[Dataset entries]
■ ■ ■ ■

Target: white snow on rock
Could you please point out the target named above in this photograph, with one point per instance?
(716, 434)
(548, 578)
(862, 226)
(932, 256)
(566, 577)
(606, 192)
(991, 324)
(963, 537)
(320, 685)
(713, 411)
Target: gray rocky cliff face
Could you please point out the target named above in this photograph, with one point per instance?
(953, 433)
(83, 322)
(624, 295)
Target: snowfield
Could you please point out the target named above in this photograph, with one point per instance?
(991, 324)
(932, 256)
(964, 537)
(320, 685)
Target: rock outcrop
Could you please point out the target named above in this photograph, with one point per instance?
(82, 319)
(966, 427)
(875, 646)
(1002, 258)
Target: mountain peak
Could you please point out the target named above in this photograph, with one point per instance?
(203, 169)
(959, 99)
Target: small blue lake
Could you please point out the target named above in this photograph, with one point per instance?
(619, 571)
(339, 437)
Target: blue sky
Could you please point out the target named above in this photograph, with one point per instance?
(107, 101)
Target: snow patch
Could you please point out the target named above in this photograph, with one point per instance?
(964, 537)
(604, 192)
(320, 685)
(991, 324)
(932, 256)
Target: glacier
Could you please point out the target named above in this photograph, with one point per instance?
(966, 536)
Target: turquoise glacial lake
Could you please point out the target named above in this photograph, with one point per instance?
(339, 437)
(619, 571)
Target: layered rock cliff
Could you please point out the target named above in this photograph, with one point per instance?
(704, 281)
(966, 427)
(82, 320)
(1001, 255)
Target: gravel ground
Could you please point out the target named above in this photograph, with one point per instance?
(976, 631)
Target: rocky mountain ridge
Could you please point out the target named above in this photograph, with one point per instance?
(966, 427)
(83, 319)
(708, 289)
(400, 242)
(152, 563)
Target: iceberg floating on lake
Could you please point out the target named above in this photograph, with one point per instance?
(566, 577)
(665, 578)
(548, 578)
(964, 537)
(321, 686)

■ ■ ■ ■

What the task requires: Exactly as they appear above, give the entries again.

Task solution:
Target: white snow on rock
Could you please point out the target named above in this photograph, with one point per instance?
(716, 434)
(548, 578)
(862, 226)
(932, 256)
(566, 577)
(606, 192)
(991, 324)
(963, 537)
(320, 685)
(713, 411)
Target: gray rocky cliff face
Could you please point out the target named above in this photograph, with one point per instance?
(953, 433)
(83, 322)
(624, 295)
Target: snowfield
Could you please point out the target named above in this photograph, with one point per instance?
(991, 324)
(932, 256)
(964, 537)
(320, 685)
Target: rock outcrop
Could you please point out the target named above in this photograph, with one point per instance?
(82, 319)
(966, 427)
(875, 646)
(1002, 258)
Target: mountain peak
Could you please point out the target named above in this photograph, with one point per instance?
(203, 169)
(959, 99)
Target: small blue lake
Could you please point out the target named above in this photograph, with one point per instance?
(619, 571)
(339, 437)
Target: blue sky
Could you please point out the target named above in this photograph, with one point per instance?
(107, 101)
Target: snow patch
Could you please point out the target named above in this photograph, with one point per instance?
(964, 537)
(604, 192)
(320, 685)
(991, 324)
(932, 256)
Target: glacier
Could you please point out the target named above in this photograph, with one point per instance?
(966, 536)
Target: turquoise glacial lake
Could you please point out the target named above in this photograph, with one point per instance?
(339, 437)
(619, 571)
Target: layered rock cliff
Could you please point out the target named above in this photograph, with one point per instance?
(704, 281)
(966, 427)
(82, 320)
(1001, 255)
Target: gravel ground
Could you please point out the target named above in this photograph, with one point per instance?
(976, 631)
Target: rocky mountain ridge
Could you please point out the target named above in this photograph, with one point per instance?
(966, 427)
(83, 319)
(708, 289)
(400, 242)
(152, 563)
Target: iceberg floating on lake
Could you please point out the target named above in this photograph, with one point per instance?
(566, 577)
(665, 578)
(548, 578)
(964, 537)
(321, 686)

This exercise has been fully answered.